START EXCERPTED PASSAGE

While KVIFF continues to celebrate, as Och puts it, the “anything goes freedom” that Foreman embodied, the 2022 festival has also become more business-like. The event’s industry section, KVIFF Eastern Promises Industry Days, which runs July 3-6 alongside the festival proper, has become a prime networking and discussion hub with a focus on film production and distribution in the region.

The festival is getting directly involved in the latter, after its distribution arm, KVIFF Distribution, acquired a majority stake in Aerofilms, a leading arthouse distributor in the Czech Republic. Aerofilms’ film catalog, which includes more than 500 titles, will feed into KVIFF TV, the festival’s VOD streaming platform which, fueled by investment from Jakub Havrlant’s Rockaway Capital, is looking to become an online player for the entire region.

END EXCERPTED PASSAGE
START RECORDED DATA

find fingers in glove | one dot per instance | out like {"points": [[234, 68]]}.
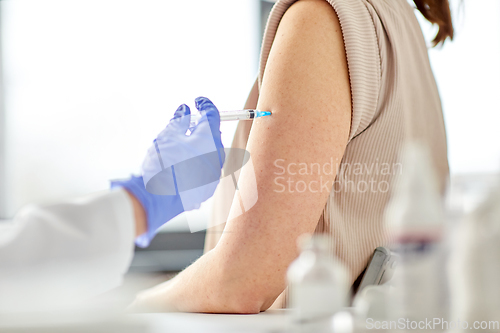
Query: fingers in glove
{"points": [[180, 121]]}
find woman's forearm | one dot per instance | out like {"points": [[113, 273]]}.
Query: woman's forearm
{"points": [[203, 287]]}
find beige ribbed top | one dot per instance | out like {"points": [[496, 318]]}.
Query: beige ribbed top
{"points": [[394, 99]]}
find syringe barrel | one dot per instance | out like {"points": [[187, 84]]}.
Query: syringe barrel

END RECORDED DATA

(WHAT TO PRODUCE) Please write out the part of the KVIFF passage that opens with the words "While KVIFF continues" and closes with "the entire region.", copying it word for word.

(PROBLEM SOLUTION)
While KVIFF continues to celebrate, as Och puts it, the “anything goes freedom” that Foreman embodied, the 2022 festival has also become more business-like. The event’s industry section, KVIFF Eastern Promises Industry Days, which runs July 3-6 alongside the festival proper, has become a prime networking and discussion hub with a focus on film production and distribution in the region.

The festival is getting directly involved in the latter, after its distribution arm, KVIFF Distribution, acquired a majority stake in Aerofilms, a leading arthouse distributor in the Czech Republic. Aerofilms’ film catalog, which includes more than 500 titles, will feed into KVIFF TV, the festival’s VOD streaming platform which, fueled by investment from Jakub Havrlant’s Rockaway Capital, is looking to become an online player for the entire region.